▶ **Your goal**: Write out the entries verbatim and leave the images out of the copy.

▶ **Dataset**:
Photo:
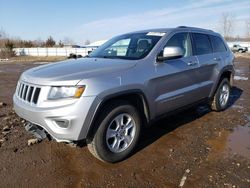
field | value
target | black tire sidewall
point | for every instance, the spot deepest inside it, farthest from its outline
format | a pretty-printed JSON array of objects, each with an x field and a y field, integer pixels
[
  {"x": 100, "y": 137},
  {"x": 217, "y": 95}
]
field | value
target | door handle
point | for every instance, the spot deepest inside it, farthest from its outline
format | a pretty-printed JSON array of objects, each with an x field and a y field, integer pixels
[{"x": 192, "y": 63}]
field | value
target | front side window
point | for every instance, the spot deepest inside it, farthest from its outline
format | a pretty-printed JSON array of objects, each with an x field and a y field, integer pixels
[
  {"x": 181, "y": 40},
  {"x": 130, "y": 46},
  {"x": 218, "y": 44},
  {"x": 202, "y": 44}
]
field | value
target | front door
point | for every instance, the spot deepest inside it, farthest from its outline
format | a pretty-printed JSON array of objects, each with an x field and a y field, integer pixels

▶ **Correct output**:
Photo:
field | value
target | black tire sidewall
point | for every instance, the spot deepest inside it, farthest from its outline
format | a pretty-printed JSON array of objects, each with an x field and a y field, integer pixels
[
  {"x": 100, "y": 137},
  {"x": 217, "y": 95}
]
field | value
target | door handle
point | for every instance, the spot deepest inside it, farthest from its outline
format | a pretty-printed JSON array of objects, each with an x field and a y field, integer pixels
[{"x": 192, "y": 63}]
field | value
target | front side window
point | for every instance, the spot deepest inside it, farthest from its outline
format | a pretty-printed JSON array of objects, each with an x field and a y field, integer pixels
[
  {"x": 181, "y": 40},
  {"x": 130, "y": 46},
  {"x": 218, "y": 44},
  {"x": 202, "y": 44}
]
field | value
target | front door
point | for every instance, the spot deepest inside it, farthest from its outline
format | a pretty-printed JSON array of objects, each with an x field and a y field, integer pixels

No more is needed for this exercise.